**COMPLETE THE FOLLOWING:**
**a)** Do these statements agree with the post about the geriatric medicine course? (i) The writer was in the conference hall for most of the psychiatrist's presentation. (ii) The course lasted a week. (iii) The speaker at the ISPSUK conference said she was against psychiatry. Answer yes or no for each, quoting the deciding words of the post.
**b)** Can you write the next part of the post about the geriatric medicine course, picking up after its final sentence?

**TEXT:**
-=-=-

I’ve just finished supporting the preparations and running of a weeklong event – a comprehensive course in geriatric medicine. I’m a bit slaphappy with exhaustion. Am sitting in a pub beside an open door, looking out onto a rare blue sky and sunshine here in Edinburgh. People are wandering the pavements, enjoying the weather. I can feel my tension melting away as I slide into a weekend unencumbered by overtime.
One of the speakers at the course was a psychiatrist, who apparently began his session by inviting the delegates to boo at a picture of Rene Descartes. The 18th century philosopher introduced a theory whereby mind and body were regarded as separate entities, which arguably grew into our modern paradigm of biological reductionism.
I wasn’t in the conference hall for most of this presentation, so I can only report secondhand. However I did witness the speaker’s closing remarks in which he plead for a greater consideration of the psycho-social model of mental health. Not an easy stance to take in a room full of medical consultants.
It made me think about the anti-psychiatry movement, and the point made by one of the speakers at the ISPSUK conference a few weeks back. “I’m not against psychiatry,” she said. “I’m against bad psychiatry.” Bad psychiatry imposes itself upon the patient, regards its own perceptions as superiour to the perceptions of the patient, and abuses the power it hold over the life and wellbeing of the patient. Or should I say, the person who finds themselves placed in the role of patient.

-=-=-

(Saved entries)
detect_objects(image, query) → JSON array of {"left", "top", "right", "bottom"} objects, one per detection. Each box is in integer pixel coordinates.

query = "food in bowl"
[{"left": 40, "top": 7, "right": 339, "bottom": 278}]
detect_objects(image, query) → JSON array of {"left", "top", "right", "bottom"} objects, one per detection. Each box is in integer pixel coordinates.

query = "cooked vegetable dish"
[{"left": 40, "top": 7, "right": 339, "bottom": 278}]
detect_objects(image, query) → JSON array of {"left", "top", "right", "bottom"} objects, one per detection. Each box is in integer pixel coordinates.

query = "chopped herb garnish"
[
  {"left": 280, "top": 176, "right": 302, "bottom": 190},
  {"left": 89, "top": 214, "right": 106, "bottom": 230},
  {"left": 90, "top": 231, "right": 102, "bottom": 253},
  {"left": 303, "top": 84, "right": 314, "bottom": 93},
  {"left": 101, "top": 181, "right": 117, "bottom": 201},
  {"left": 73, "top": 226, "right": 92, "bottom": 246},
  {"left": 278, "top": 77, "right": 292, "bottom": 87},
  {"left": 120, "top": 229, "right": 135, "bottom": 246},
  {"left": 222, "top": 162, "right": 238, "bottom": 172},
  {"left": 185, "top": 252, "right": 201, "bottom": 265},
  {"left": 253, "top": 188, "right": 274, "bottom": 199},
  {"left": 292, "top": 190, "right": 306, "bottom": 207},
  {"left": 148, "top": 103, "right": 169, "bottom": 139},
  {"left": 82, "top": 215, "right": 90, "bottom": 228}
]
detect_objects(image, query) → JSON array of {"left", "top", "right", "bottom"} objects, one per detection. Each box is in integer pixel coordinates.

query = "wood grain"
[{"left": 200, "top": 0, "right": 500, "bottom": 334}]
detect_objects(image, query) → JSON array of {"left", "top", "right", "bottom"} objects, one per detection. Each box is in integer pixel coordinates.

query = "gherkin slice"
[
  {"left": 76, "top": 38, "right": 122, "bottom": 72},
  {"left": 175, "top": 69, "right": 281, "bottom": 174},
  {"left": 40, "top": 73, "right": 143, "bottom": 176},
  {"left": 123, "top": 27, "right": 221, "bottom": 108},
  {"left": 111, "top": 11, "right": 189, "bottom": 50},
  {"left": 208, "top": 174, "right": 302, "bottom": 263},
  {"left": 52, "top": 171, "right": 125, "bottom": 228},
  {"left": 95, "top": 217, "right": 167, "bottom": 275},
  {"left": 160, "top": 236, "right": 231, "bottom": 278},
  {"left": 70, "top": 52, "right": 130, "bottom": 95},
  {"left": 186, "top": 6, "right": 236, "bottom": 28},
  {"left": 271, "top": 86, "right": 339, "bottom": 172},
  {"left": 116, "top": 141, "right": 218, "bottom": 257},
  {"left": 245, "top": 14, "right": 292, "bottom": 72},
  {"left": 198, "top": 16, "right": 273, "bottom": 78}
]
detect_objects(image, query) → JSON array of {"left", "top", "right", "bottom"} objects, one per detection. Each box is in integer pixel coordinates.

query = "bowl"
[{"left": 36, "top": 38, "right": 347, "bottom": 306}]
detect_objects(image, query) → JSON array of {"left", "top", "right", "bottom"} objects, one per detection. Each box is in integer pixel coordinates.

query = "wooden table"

-=-=-

**ANSWERS GIVEN:**
**a)**
(i) No: "I wasn’t in the conference hall for most of this presentation"
(ii) Yes: "a weeklong event"
(iii) No: "“I’m not against psychiatry,” she said."

**b)**
Bad psychiatry includes professionals who are unwilling to consider that professional opinion is not gospel truth, and who are unable to imagine that other perspectives and experiences may be equally valid – even the ones that are conventionally labelled as insane.
But I must remember that there are good psychiatrists as well, motivated by compassion and curiosity, and who are willing to engage in dialogue and mutual learning.
To be honest, I don’t know where the speaker at the event falls on the spectrum of good and bad psychiatry. I don’t know his work sufficiently to hold court on this point. Inciting hostility by booing a long-dead philosopher seems a bit of an unnecessary step – though it probably did make his point in the minds of those present. Dislodging assumptive paradigms takes a little drama to step out of the box in which we normally reside. Meanwhile, he namechecked the psycho-social approach to mental health and asked the doctors present to consider its role in the bigger picture – and hence he gets a gold star on today’s calendar.